Reproduce each line exactly, including spacing and punctuation.

* Start INPUT ROWS *

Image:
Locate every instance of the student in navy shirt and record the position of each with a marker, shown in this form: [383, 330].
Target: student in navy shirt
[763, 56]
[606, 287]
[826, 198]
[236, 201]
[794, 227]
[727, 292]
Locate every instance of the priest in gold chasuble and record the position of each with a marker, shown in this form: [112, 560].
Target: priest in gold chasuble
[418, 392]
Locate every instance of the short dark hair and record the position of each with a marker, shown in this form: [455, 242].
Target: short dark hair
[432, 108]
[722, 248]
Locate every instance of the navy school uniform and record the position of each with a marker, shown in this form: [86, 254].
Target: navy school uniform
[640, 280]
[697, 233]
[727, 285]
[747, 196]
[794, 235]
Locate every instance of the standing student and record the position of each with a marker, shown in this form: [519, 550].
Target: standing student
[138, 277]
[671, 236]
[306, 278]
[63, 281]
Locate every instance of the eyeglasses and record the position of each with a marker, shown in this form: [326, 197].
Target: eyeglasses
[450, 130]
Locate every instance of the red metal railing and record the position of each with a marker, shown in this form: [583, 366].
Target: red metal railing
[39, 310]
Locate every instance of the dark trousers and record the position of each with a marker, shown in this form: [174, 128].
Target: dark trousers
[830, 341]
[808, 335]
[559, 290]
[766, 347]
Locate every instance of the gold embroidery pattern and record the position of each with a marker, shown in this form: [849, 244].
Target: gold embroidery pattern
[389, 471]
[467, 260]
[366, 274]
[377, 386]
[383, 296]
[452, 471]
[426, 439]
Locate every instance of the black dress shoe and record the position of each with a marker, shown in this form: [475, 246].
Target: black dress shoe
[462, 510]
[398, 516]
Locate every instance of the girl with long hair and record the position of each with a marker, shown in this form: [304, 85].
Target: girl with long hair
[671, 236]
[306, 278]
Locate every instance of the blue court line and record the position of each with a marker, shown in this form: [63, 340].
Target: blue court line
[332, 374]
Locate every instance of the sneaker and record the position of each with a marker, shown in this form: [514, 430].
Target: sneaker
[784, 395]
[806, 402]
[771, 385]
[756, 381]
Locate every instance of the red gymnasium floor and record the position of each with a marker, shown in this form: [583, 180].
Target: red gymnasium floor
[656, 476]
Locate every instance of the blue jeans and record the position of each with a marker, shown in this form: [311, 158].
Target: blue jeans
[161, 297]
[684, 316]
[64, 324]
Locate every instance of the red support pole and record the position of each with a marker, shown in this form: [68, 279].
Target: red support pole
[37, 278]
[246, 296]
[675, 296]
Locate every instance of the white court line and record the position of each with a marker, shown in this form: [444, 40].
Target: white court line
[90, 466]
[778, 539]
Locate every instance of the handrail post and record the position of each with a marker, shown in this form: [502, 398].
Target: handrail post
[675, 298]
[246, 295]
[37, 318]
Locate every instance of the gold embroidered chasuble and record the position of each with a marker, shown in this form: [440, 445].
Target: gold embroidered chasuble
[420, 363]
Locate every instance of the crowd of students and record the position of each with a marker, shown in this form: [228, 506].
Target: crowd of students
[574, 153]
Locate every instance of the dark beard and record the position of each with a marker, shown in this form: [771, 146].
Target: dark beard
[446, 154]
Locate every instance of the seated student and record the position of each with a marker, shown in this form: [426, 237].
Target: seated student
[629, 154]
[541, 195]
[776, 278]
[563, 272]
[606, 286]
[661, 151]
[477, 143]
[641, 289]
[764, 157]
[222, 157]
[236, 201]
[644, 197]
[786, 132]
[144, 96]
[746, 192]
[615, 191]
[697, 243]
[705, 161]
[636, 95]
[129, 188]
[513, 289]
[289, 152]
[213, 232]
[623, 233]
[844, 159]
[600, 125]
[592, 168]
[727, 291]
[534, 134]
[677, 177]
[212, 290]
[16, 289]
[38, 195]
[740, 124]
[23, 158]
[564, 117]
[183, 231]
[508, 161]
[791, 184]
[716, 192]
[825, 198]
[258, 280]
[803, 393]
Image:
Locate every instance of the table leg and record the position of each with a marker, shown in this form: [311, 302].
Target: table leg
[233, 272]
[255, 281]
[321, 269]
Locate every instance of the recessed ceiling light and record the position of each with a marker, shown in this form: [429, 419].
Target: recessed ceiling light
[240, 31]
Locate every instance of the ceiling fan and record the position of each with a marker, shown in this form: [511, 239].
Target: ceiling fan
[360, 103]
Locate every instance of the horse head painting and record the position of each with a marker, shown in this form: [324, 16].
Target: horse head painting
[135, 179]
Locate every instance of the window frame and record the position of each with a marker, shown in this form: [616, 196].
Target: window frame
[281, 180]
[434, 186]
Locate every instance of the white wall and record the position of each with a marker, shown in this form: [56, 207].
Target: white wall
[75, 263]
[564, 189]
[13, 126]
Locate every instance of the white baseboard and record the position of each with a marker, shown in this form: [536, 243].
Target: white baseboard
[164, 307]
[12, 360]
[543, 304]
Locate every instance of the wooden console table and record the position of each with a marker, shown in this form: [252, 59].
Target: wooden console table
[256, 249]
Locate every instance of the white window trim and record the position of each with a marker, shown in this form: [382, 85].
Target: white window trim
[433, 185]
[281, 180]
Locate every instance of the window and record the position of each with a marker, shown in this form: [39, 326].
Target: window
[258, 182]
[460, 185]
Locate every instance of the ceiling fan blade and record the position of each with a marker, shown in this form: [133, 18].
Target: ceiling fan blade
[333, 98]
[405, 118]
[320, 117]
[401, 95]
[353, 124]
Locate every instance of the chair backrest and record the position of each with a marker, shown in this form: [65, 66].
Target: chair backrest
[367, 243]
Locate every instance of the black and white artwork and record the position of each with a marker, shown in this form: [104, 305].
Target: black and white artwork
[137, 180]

* End INPUT ROWS *

== SOLUTION TO THIS TASK ==
Image:
Locate every instance of the student in navy shirt and record the position of each with a marker, shown in this form: [383, 330].
Target: student in navy shirt
[763, 56]
[606, 287]
[826, 198]
[236, 201]
[794, 227]
[727, 292]
Locate every instance of the priest in gold chasuble and record the position of each with a marker, shown in this form: [112, 560].
Target: priest in gold chasuble
[418, 392]
Locate every instance of the short dark hair and record the position of each with a marker, shown in this form: [455, 242].
Target: short dark hair
[432, 108]
[722, 248]
Locate every instance of the navy school uniform and record the position of each with a marker, shown in this form: [86, 254].
Target: navy school uniform
[640, 280]
[697, 233]
[727, 285]
[747, 196]
[794, 235]
Locate every instance of the standing student and record the position of each with a marker, shown in this form: [519, 550].
Target: standing student
[138, 277]
[671, 236]
[306, 278]
[63, 281]
Locate every instance of the eyeglasses and record the position of each with a marker, shown in this form: [326, 197].
Target: eyeglasses
[450, 130]
Locate every instance of the red metal railing and record the position of each with a marker, shown in this form: [583, 366].
Target: red metal railing
[39, 310]
Locate every instance of the dark trousers and record the position of each with a marker, shown in this form: [174, 128].
Target: dark trousers
[830, 341]
[808, 335]
[559, 290]
[766, 347]
Locate every instance of the gold embroidery pattern and record the position of each with a marker, shown in this form: [849, 244].
Target: gold embroidery pattern
[389, 471]
[467, 260]
[366, 274]
[377, 386]
[383, 296]
[452, 471]
[426, 439]
Locate every instance of the black dress shoe and record the position of each with a marker, shown in this form: [475, 246].
Target: black dress shoe
[462, 510]
[398, 516]
Locate every instance of the girl with long hair and record the position of each with a marker, shown in this form: [304, 85].
Target: girl with long hair
[671, 236]
[306, 278]
Locate every instance of the blue court line and record the position of each with a marker, shown in this form: [63, 340].
Target: blue court line
[332, 374]
Locate every instance of the sneaker and record the position of each with a marker, shown in this form: [514, 430].
Target: sneaker
[784, 395]
[806, 402]
[771, 385]
[756, 381]
Locate every instance of the red gymnasium floor and record the position of each with a marker, shown in this form: [583, 180].
Target: red gymnasium floor
[656, 476]
Locate every instance of the blue jeans and record the position of each with a marker, shown in this form: [311, 158].
Target: blue jeans
[161, 297]
[684, 316]
[64, 324]
Locate every instance of the red support pole and record the position of each with a marker, shown in this form: [68, 279].
Target: red support pole
[37, 278]
[246, 296]
[675, 296]
Locate every instance of the white court line and record the position of each with a marker, shown in this form: [444, 40].
Target: white court line
[90, 466]
[778, 539]
Locate every instance of the handrail post and record the position of each with a marker, shown in this form: [502, 398].
Target: handrail post
[675, 298]
[246, 295]
[37, 318]
Locate every instance of the gold embroidered chasuble and record the position of each with a marker, shown in this form: [440, 445].
Target: gold embroidered chasuble
[420, 363]
Locate every instance of the crowd of students and record the position of each with a marker, shown in this form: [228, 506].
Target: crowd of students
[574, 153]
Locate every instance of the dark beard and record the position of each with a marker, shown in this form: [771, 146].
Target: dark beard
[446, 154]
Locate every instance of the seated student and record the position of each with a marker, shown in this form: [426, 237].
Target: seated student
[629, 154]
[541, 195]
[776, 278]
[563, 272]
[606, 286]
[661, 151]
[477, 143]
[641, 289]
[764, 157]
[222, 157]
[236, 201]
[644, 197]
[786, 132]
[144, 96]
[746, 192]
[615, 191]
[697, 243]
[705, 161]
[636, 95]
[129, 188]
[513, 289]
[289, 152]
[213, 232]
[623, 233]
[844, 159]
[600, 125]
[592, 168]
[727, 291]
[534, 134]
[677, 177]
[212, 290]
[16, 289]
[38, 195]
[740, 124]
[23, 158]
[564, 117]
[183, 231]
[508, 161]
[791, 184]
[716, 192]
[825, 198]
[258, 280]
[803, 393]
Image:
Locate every instance of the table leg and record the position of each with a marker, shown in this form: [311, 302].
Target: table leg
[233, 272]
[255, 281]
[321, 269]
Locate every instance of the recessed ceiling light and record the position of each with a marker, shown in this form: [429, 419].
Target: recessed ceiling light
[240, 31]
Locate every instance of the ceiling fan and record the position of each with a marker, shown in this form: [511, 239].
Target: ceiling fan
[360, 103]
Locate every instance of the horse head painting and record the position of each with a marker, shown in this form: [324, 16].
Target: horse head painting
[135, 179]
Locate every instance of the window frame and record the position of each with a marker, shown in this form: [616, 196].
Target: window frame
[281, 180]
[434, 186]
Locate every instance of the white wall and record the position of each with a marker, shown in this form: [56, 207].
Target: white wall
[75, 263]
[564, 189]
[13, 126]
Locate every instance of the white baseboard and record the position of each with a marker, shown in this form: [536, 243].
Target: white baseboard
[164, 307]
[12, 360]
[543, 304]
Locate every instance of the wooden console table and record the position of each with a marker, shown in this form: [252, 59].
Target: wooden console table
[256, 249]
Locate every instance of the white window trim and record the position of each with a marker, shown in this form: [382, 85].
Target: white window trim
[433, 185]
[281, 180]
Locate every instance of the window and record the position of each with a marker, shown in this form: [39, 326].
Target: window
[258, 182]
[460, 185]
Locate every instance of the ceiling fan blade and record the position of each with a marker, shown in this form: [133, 18].
Target: ceiling fan blade
[333, 98]
[405, 118]
[320, 117]
[401, 95]
[353, 124]
Locate every instance of the chair backrest and record the position of each with a marker, shown in this form: [65, 66].
Target: chair backrest
[367, 243]
Locate every instance of the black and white artwork and record the position of each with a marker, shown in this form: [104, 305].
Target: black and white artwork
[137, 180]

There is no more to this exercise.